** Given request **
Exactly reproduce the lines from the line that has "Task: set a dot on every instance of the asphalt road" down to the last line of the entries, inclusive.

** Data for this task **
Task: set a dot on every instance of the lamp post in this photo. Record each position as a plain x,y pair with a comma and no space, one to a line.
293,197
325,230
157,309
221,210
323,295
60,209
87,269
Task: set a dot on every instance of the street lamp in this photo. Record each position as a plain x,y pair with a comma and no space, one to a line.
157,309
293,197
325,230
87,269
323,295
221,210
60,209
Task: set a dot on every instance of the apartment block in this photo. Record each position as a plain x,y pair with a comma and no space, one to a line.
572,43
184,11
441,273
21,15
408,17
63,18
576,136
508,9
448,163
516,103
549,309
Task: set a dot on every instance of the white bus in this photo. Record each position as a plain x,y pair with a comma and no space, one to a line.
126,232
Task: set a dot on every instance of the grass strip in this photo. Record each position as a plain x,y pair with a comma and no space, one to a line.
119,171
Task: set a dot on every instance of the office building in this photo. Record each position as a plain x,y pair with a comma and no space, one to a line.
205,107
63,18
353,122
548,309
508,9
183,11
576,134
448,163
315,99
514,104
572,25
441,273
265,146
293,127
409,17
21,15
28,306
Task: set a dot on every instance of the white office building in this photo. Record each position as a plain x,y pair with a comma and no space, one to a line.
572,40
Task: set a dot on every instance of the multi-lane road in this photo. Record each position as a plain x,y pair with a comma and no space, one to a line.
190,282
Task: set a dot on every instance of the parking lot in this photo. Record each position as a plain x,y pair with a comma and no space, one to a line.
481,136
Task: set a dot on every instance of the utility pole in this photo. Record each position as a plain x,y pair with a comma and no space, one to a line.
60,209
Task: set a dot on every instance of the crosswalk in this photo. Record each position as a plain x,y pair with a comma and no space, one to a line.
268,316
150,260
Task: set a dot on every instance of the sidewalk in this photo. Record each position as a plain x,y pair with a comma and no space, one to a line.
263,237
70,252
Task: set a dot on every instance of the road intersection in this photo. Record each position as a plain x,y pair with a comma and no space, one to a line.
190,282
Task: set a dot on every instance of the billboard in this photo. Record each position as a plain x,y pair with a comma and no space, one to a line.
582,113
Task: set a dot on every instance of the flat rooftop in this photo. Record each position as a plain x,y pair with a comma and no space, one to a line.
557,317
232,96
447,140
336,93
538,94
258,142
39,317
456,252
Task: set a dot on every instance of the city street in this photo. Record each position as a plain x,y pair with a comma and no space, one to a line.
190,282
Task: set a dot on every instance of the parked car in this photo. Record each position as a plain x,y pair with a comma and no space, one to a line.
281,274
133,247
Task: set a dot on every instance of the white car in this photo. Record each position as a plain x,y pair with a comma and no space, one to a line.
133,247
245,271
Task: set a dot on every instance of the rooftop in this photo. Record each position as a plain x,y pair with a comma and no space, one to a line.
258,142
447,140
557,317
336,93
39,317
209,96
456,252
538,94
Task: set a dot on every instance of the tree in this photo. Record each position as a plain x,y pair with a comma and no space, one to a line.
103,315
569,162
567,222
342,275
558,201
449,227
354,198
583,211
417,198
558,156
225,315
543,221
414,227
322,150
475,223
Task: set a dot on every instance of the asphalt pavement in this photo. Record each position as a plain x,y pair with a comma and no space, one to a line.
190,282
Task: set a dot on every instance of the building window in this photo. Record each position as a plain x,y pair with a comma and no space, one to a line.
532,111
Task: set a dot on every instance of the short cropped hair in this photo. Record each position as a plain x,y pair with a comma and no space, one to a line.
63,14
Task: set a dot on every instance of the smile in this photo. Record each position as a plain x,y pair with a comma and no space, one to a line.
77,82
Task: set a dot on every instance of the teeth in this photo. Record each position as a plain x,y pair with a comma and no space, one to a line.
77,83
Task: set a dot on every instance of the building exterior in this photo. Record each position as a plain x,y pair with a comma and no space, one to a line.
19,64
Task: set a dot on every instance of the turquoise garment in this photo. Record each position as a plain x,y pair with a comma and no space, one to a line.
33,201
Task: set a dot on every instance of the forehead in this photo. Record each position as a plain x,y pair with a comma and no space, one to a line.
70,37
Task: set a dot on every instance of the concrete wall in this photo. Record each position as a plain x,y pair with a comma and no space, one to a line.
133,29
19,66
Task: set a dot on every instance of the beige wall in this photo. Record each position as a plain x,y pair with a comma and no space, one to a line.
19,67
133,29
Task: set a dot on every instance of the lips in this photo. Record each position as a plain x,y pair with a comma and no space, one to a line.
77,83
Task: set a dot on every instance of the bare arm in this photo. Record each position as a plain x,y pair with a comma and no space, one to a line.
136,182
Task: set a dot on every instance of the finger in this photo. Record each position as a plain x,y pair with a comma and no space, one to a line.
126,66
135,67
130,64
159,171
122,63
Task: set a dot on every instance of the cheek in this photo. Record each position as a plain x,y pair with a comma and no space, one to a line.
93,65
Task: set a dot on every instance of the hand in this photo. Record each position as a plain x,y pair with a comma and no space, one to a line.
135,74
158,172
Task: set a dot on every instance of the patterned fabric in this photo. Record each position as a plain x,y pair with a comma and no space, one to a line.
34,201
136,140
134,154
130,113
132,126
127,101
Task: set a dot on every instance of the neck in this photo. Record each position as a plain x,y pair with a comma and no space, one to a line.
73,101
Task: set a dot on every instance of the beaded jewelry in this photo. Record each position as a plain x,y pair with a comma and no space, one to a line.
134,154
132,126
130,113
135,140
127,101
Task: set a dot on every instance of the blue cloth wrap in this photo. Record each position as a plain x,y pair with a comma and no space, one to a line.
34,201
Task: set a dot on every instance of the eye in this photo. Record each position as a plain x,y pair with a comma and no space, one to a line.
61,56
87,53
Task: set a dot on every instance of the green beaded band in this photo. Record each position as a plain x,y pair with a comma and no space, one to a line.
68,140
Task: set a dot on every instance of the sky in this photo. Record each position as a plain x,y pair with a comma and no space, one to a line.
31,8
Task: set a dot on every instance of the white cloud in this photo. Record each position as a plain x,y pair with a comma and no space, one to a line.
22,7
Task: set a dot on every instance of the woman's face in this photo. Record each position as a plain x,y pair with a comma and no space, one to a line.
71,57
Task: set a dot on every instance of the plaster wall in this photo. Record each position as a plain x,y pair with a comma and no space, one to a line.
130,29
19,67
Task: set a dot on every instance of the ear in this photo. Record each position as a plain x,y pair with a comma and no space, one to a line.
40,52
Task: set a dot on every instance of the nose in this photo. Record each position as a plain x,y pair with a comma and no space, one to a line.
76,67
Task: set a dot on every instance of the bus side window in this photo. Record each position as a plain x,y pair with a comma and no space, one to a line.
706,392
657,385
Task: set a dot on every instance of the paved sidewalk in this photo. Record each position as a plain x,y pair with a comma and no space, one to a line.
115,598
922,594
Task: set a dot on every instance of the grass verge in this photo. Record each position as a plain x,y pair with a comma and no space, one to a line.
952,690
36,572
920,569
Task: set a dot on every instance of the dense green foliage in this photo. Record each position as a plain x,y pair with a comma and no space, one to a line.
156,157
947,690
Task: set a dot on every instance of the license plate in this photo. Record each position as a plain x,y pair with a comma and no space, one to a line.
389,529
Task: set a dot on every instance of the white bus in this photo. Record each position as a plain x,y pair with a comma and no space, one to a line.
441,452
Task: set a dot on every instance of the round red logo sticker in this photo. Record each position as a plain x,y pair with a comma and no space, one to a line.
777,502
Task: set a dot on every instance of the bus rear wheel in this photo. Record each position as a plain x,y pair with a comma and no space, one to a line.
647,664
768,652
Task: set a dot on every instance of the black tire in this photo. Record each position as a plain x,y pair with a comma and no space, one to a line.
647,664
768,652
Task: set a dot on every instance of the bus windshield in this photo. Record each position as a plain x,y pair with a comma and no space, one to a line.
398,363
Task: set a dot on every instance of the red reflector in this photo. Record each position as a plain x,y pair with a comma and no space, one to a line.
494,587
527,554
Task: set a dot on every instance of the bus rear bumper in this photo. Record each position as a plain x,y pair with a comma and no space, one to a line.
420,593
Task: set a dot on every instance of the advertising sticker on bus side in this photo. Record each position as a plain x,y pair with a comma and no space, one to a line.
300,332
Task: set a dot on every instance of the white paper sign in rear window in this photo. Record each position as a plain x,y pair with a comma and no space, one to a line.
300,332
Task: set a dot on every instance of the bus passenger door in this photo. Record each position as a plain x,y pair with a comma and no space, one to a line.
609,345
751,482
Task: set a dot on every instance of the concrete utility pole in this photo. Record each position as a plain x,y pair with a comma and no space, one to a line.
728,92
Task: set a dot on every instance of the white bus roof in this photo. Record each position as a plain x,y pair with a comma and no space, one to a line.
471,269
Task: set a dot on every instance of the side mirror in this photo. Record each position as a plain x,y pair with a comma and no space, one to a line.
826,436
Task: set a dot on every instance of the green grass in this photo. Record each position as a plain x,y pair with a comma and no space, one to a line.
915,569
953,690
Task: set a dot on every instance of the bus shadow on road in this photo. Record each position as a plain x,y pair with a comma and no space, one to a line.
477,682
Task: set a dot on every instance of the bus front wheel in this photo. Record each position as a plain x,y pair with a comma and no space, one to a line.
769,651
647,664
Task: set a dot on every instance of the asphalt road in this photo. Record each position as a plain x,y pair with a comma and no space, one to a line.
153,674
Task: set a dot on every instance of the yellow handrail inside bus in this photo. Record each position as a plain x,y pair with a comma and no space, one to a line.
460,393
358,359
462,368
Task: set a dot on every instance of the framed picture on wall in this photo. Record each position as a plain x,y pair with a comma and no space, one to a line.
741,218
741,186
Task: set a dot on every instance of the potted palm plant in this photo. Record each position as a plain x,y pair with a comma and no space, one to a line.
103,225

** Solution to the exercise **
Task: set a dot on every instance of the asphalt road in this photo. Record each position as a plain x,y pair with a comma and no space, one to a line.
153,674
Task: set a dot on every instance of the yellow handrail inside bus in this photo. Record each position as a plain x,y pair with a comma and no space, one to a line.
460,393
358,359
462,368
Task: set a dot on every instance of the framed picture on wall in this photo. Record each position as a plain x,y pair with a comma and no space, one to a line.
741,218
741,186
Task: set a dot on every instance of the potted palm plant in this photo. Record each position as a plain x,y pair with a comma and no space, one to a line.
103,225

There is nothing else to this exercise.